───── Records provided
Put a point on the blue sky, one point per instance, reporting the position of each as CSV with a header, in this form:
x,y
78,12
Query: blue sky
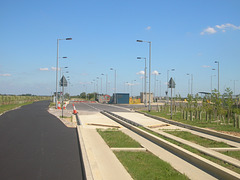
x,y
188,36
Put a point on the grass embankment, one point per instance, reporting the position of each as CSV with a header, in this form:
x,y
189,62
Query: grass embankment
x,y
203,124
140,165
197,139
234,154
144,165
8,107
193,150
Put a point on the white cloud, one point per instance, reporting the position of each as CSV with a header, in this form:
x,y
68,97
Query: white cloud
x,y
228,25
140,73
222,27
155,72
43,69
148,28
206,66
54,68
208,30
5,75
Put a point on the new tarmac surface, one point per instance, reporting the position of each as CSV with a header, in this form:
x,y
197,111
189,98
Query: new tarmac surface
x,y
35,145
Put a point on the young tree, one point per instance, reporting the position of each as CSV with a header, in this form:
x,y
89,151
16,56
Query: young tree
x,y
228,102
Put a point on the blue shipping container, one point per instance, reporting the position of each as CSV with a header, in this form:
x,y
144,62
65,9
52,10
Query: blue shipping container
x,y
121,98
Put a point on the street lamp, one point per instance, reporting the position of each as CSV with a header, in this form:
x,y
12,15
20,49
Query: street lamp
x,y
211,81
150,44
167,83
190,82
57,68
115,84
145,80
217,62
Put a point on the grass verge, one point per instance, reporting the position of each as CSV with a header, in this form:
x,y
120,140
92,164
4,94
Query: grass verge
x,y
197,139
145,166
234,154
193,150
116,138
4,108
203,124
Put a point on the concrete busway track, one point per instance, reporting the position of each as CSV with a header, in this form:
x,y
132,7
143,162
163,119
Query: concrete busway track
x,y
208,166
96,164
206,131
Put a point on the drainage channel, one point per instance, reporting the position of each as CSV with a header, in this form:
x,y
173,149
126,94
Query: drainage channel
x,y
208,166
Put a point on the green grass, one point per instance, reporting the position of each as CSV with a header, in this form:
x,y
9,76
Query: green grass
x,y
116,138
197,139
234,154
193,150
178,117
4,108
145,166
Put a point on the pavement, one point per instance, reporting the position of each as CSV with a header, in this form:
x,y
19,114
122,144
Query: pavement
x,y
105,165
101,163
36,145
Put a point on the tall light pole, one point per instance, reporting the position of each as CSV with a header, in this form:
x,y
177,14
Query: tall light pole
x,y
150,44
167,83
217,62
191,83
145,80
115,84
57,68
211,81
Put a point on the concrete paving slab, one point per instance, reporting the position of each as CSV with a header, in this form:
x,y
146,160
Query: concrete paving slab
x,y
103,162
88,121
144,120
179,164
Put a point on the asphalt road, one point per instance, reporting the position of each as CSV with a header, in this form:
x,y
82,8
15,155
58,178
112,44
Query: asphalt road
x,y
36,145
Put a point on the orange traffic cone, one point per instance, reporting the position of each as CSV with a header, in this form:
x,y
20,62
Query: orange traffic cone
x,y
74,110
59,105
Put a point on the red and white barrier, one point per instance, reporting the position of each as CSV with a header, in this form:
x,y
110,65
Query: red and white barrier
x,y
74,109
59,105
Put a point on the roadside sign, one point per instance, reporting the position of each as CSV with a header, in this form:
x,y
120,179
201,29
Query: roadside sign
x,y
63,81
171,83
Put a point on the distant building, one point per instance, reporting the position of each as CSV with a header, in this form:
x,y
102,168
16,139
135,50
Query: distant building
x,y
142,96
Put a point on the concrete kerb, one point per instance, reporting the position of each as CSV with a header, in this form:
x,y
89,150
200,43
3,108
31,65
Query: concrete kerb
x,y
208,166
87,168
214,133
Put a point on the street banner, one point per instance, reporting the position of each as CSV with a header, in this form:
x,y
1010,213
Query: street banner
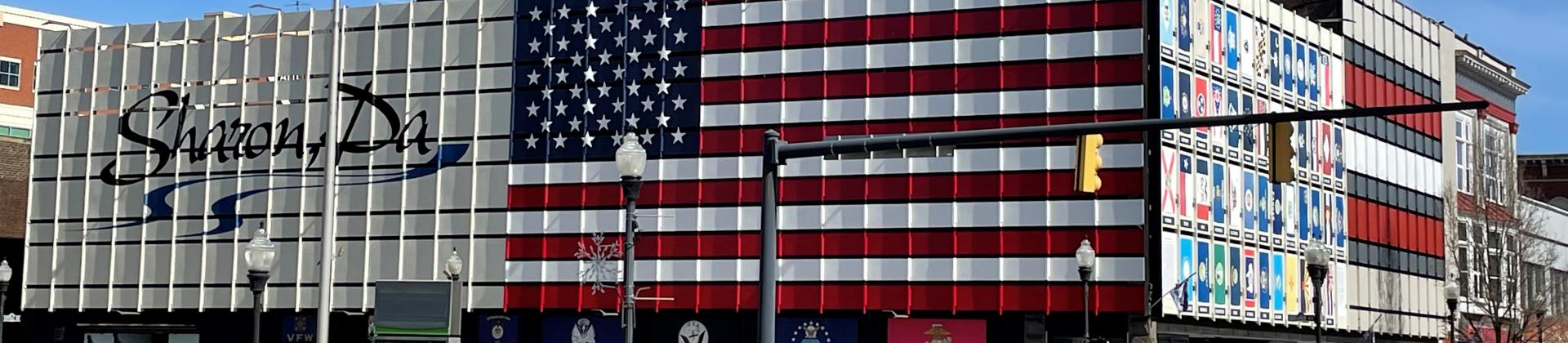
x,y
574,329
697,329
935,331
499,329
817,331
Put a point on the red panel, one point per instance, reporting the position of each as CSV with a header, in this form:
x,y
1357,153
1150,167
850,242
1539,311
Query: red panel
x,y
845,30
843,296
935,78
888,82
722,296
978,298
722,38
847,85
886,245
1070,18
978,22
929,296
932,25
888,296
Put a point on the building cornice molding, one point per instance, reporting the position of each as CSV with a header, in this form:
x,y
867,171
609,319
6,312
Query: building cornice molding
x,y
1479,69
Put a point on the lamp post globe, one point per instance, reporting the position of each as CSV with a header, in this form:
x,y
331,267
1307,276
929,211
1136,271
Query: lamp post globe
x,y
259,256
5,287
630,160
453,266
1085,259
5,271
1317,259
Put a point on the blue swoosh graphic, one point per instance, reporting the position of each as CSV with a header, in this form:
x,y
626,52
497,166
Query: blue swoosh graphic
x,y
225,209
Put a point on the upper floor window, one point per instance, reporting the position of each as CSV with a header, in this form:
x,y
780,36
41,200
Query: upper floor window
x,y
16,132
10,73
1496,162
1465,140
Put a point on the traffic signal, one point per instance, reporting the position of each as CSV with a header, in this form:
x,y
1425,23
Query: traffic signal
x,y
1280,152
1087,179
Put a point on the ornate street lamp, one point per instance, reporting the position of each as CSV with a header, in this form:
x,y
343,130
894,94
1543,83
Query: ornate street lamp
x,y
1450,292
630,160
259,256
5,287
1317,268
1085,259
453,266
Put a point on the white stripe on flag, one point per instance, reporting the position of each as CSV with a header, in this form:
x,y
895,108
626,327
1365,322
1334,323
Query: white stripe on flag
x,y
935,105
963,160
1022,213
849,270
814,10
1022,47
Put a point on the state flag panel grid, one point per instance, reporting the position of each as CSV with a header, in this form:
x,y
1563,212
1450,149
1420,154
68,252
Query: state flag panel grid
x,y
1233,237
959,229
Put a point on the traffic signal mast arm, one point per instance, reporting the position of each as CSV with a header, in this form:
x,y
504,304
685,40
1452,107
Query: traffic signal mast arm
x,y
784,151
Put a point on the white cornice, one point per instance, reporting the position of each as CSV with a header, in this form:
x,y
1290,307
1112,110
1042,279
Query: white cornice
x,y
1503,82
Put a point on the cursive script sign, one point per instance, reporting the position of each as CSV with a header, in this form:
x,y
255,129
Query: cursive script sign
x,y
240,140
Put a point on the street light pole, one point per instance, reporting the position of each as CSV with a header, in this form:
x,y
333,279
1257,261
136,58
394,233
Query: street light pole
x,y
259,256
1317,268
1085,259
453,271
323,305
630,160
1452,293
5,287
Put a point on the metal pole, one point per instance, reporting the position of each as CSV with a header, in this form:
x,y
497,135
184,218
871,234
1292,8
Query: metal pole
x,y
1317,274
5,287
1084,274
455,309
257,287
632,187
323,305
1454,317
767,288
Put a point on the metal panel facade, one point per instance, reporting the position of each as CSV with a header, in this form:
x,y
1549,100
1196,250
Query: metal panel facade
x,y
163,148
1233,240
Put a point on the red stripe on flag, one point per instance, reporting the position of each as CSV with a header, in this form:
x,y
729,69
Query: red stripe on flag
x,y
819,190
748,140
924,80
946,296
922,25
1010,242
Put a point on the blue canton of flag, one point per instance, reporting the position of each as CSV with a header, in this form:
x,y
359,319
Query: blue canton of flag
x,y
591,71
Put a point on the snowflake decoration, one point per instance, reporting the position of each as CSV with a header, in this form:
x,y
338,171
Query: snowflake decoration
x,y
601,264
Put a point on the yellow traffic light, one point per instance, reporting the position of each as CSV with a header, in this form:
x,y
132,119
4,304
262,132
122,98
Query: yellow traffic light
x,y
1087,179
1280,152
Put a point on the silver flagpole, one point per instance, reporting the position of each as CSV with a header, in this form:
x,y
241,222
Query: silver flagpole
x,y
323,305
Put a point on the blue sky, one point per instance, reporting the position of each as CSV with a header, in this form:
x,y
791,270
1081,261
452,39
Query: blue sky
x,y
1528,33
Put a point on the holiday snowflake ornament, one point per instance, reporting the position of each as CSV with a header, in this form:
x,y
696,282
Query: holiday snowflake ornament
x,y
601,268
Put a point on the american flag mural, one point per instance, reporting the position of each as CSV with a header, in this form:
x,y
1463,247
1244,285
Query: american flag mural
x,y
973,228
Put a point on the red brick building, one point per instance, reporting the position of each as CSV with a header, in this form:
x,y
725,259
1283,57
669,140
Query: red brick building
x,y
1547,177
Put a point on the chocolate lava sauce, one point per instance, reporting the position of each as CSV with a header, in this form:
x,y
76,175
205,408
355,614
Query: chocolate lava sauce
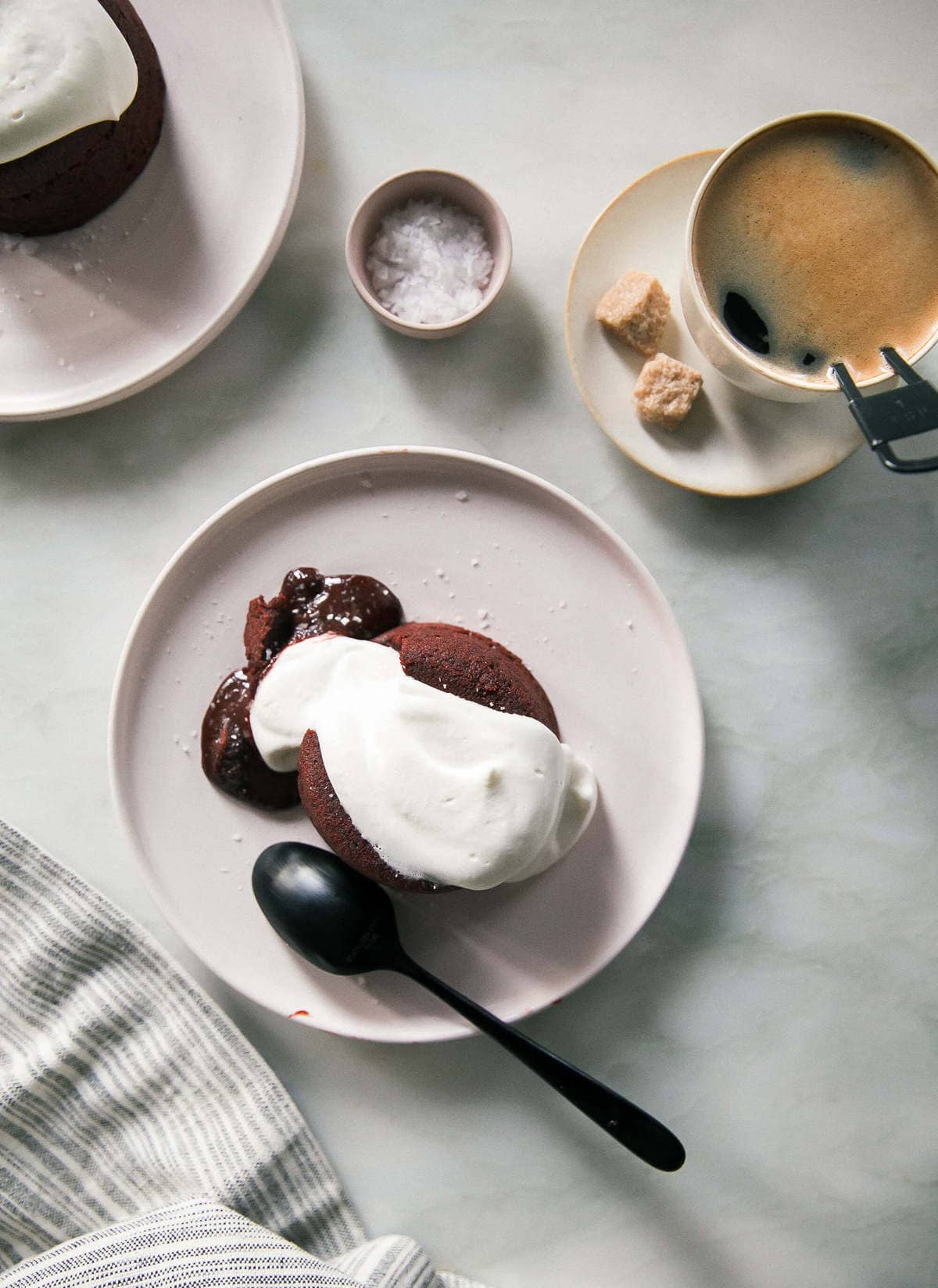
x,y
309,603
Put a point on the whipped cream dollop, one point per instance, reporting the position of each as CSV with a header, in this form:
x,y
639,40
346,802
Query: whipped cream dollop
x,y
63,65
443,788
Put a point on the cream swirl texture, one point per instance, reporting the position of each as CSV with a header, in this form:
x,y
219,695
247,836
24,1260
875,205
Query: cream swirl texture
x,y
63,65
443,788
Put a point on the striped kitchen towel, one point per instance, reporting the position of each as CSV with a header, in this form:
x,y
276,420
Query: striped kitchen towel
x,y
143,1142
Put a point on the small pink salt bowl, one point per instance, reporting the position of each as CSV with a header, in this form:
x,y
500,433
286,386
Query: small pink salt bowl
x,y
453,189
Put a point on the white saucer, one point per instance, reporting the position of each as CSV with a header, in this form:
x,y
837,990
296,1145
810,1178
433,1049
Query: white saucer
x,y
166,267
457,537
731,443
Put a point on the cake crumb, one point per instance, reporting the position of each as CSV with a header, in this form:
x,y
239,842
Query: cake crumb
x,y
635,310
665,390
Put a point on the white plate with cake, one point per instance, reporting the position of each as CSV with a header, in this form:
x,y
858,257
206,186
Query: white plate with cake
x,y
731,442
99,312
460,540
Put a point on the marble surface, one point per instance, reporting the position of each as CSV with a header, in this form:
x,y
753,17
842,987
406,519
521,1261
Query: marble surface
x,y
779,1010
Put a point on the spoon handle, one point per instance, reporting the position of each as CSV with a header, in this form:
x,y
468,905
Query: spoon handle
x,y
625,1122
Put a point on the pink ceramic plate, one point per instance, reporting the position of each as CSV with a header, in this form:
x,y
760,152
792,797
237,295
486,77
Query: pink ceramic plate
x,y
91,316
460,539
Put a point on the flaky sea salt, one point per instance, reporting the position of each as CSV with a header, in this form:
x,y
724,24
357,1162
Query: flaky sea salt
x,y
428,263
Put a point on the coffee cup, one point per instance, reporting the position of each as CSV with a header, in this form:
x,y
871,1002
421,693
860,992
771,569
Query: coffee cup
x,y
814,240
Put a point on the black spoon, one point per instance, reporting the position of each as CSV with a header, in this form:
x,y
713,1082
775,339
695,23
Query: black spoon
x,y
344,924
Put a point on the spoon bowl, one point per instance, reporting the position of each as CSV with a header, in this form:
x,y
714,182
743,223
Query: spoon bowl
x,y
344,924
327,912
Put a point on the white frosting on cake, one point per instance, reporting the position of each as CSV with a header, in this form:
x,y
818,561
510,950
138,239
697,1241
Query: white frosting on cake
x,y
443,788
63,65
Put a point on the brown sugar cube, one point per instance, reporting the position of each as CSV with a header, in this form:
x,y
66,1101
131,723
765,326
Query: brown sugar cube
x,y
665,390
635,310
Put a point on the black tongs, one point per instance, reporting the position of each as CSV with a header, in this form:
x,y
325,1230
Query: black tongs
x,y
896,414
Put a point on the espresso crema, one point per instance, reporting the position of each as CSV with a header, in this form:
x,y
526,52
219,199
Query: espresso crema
──────────
• **Problem to solve**
Recast the records from the line containing "Put a point on the espresso" through the end of the records as a Markdown table with the columns n and Line, numbering each row and leaving out blank lines.

• **Output for this task**
| n | Line |
|---|---|
| 1 | Put a point on the espresso crema, one point per instance, reporting the position of each as CSV with a header, in this form: |
| 2 | x,y |
| 3 | 526,52 |
| 4 | 219,199 |
| 5 | Query: espresso crema |